*** Opening Material to process ***

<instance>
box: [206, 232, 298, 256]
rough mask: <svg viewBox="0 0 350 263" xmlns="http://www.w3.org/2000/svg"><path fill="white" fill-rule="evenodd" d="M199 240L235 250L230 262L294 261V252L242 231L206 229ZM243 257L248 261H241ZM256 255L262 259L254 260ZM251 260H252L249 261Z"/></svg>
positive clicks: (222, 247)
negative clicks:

*** Closing Material to process ***

**Work instruction**: Write out each line of the data above again, exactly as given.

**Task answer**:
<instance>
box: [206, 232, 298, 256]
rough mask: <svg viewBox="0 0 350 263" xmlns="http://www.w3.org/2000/svg"><path fill="white" fill-rule="evenodd" d="M199 240L235 250L230 262L294 261V252L242 231L206 229ZM243 257L248 261H241ZM256 255L262 259L254 260ZM251 260H252L249 261Z"/></svg>
positive clicks: (222, 247)
negative clicks:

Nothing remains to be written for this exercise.